[[ INPUT MATERIAL open ]]

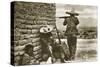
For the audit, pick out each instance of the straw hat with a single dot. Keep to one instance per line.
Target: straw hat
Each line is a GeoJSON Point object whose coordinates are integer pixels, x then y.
{"type": "Point", "coordinates": [46, 29]}
{"type": "Point", "coordinates": [72, 12]}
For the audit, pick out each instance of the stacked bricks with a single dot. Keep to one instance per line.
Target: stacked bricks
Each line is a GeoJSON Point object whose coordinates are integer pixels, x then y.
{"type": "Point", "coordinates": [28, 18]}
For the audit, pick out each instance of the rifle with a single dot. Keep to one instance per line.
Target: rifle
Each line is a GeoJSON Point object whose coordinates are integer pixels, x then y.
{"type": "Point", "coordinates": [63, 17]}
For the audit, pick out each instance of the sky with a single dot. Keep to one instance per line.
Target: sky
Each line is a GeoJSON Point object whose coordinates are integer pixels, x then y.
{"type": "Point", "coordinates": [87, 15]}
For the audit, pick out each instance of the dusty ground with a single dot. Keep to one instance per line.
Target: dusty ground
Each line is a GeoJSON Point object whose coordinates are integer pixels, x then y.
{"type": "Point", "coordinates": [86, 50]}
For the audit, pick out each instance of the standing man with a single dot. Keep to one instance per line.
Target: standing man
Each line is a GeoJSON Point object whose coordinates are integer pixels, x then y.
{"type": "Point", "coordinates": [71, 32]}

[[ INPUT MATERIAL closed ]]

### INSTRUCTIONS TO FOLLOW:
From first line to last, return the records verbatim without their pictures.

### OUTPUT OF THE TASK:
For the audit, pick out each instance of the straw hat with a single dot. Keep to one instance per line.
Target: straw hat
Each line is a GeoJSON Point object whose coordinates are integer pixels, x then y.
{"type": "Point", "coordinates": [46, 29]}
{"type": "Point", "coordinates": [72, 12]}
For the audit, pick out each instance of the stacked bricks with a single dot. Keep to one instance per line.
Target: stacked bricks
Each line is a GeoJSON Point object whose coordinates are integer pixels, x then y.
{"type": "Point", "coordinates": [28, 18]}
For the audit, pick out each instance of the rifle with a single dot. Keep to one instance per line.
Target: rifle
Each line is a GeoJSON Point object whose coordinates are integer pixels, x then y.
{"type": "Point", "coordinates": [63, 17]}
For the audit, pick out each instance of the sky with a single dot. Keep to one instance per line.
Target: sky
Each line is a GeoJSON Point object whose coordinates are integer pixels, x then y.
{"type": "Point", "coordinates": [87, 15]}
For the audit, pick out each instance of the dusty ground with a single dot. Keep to one instance per line.
Target: dusty ground
Each line is a GeoJSON Point object whose coordinates are integer pixels, x then y.
{"type": "Point", "coordinates": [86, 50]}
For the audit, pick out each instance of the standing man with a single dot. Keep to one instance per line.
Target: standing man
Each line is a GeoJSON Point object whose coordinates are integer pixels, x then y.
{"type": "Point", "coordinates": [71, 32]}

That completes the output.